| WHAT THE EXERCISE ASKS |
Reproduce the rows below exactly, from the very first one through the row that contains "[[51,110],[44,110],[40,117],[42,119],[50,119],[52,117],[52,111]]", including that row.

| RECORDS FOR THIS TASK |
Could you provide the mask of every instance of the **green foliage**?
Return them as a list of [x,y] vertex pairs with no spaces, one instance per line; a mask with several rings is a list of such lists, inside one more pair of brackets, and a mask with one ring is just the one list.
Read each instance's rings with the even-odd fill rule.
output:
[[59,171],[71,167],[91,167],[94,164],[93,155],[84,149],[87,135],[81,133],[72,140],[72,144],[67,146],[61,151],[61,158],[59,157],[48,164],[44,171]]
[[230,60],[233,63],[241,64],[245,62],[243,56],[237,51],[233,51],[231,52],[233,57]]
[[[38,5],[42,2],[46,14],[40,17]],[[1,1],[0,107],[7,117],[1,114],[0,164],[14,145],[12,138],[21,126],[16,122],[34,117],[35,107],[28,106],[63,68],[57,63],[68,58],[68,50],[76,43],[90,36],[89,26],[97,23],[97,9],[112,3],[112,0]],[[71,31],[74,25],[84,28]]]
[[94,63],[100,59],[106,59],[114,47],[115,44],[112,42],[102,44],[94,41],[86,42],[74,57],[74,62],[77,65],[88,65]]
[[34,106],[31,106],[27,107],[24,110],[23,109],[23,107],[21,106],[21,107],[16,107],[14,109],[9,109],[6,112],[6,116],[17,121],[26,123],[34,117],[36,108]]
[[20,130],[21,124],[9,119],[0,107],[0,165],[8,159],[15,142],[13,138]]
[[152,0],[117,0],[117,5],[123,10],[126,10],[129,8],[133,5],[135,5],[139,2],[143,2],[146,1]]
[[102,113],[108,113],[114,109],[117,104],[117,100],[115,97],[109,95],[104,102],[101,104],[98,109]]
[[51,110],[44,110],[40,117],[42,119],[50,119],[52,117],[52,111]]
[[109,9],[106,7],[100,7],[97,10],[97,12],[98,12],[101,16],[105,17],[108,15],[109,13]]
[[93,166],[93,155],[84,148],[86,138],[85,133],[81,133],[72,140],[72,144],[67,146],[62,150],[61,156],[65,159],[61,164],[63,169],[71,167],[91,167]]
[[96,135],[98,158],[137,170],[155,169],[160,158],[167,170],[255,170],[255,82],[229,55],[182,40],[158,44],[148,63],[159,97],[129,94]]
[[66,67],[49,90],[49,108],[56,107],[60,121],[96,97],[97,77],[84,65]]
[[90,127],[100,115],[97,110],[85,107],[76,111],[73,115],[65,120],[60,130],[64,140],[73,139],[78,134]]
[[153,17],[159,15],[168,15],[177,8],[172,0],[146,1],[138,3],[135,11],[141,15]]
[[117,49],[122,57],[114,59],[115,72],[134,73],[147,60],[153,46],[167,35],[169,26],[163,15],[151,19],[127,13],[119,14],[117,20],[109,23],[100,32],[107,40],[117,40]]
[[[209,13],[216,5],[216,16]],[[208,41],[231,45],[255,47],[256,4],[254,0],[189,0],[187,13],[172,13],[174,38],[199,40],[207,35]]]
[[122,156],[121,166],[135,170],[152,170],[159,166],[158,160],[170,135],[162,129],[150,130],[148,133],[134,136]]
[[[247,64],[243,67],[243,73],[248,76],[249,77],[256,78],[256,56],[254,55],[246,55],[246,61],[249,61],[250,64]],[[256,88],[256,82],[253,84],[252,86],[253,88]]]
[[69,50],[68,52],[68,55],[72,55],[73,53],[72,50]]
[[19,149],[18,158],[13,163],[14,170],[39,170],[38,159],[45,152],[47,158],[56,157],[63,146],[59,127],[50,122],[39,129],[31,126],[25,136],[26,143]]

| WRITTEN SOLUTION |
Could you provide the mask of every instance of the **green foliage**?
Return them as a list of [x,y] vertex pairs with no spaces, one instance per line; a mask with several rings is a list of such lists, inside one more pair of brackets, and a mask with one ring is just the one list.
Read each instance's rings with the even-odd fill rule.
output:
[[59,171],[71,167],[91,167],[94,164],[93,155],[84,149],[87,135],[81,133],[72,140],[72,144],[67,146],[61,151],[61,158],[59,157],[48,164],[44,171]]
[[230,60],[233,63],[241,64],[245,62],[243,56],[237,51],[233,51],[231,52],[233,57]]
[[[38,5],[42,2],[46,14],[40,17]],[[1,1],[0,107],[7,117],[1,114],[0,164],[14,145],[12,138],[21,126],[16,122],[34,117],[35,107],[28,106],[63,68],[57,63],[68,58],[68,50],[76,43],[90,36],[89,26],[97,23],[97,9],[112,3],[112,0]],[[71,31],[74,25],[84,28]]]
[[94,63],[100,59],[106,59],[114,47],[115,44],[112,42],[102,44],[94,41],[86,42],[74,57],[74,62],[77,65],[88,65]]
[[34,106],[31,106],[27,107],[24,110],[23,109],[23,107],[21,106],[21,107],[16,107],[14,109],[9,109],[6,112],[6,116],[17,121],[26,123],[34,117],[36,108]]
[[20,130],[21,124],[9,119],[0,107],[0,165],[8,159],[15,142],[13,138]]
[[152,0],[117,0],[117,5],[123,10],[126,10],[129,8],[133,5],[135,5],[139,2],[143,2],[146,1]]
[[102,113],[108,113],[114,109],[117,104],[117,100],[115,97],[109,95],[104,102],[101,104],[98,109]]
[[51,110],[44,110],[40,117],[42,119],[50,119],[52,117],[52,111]]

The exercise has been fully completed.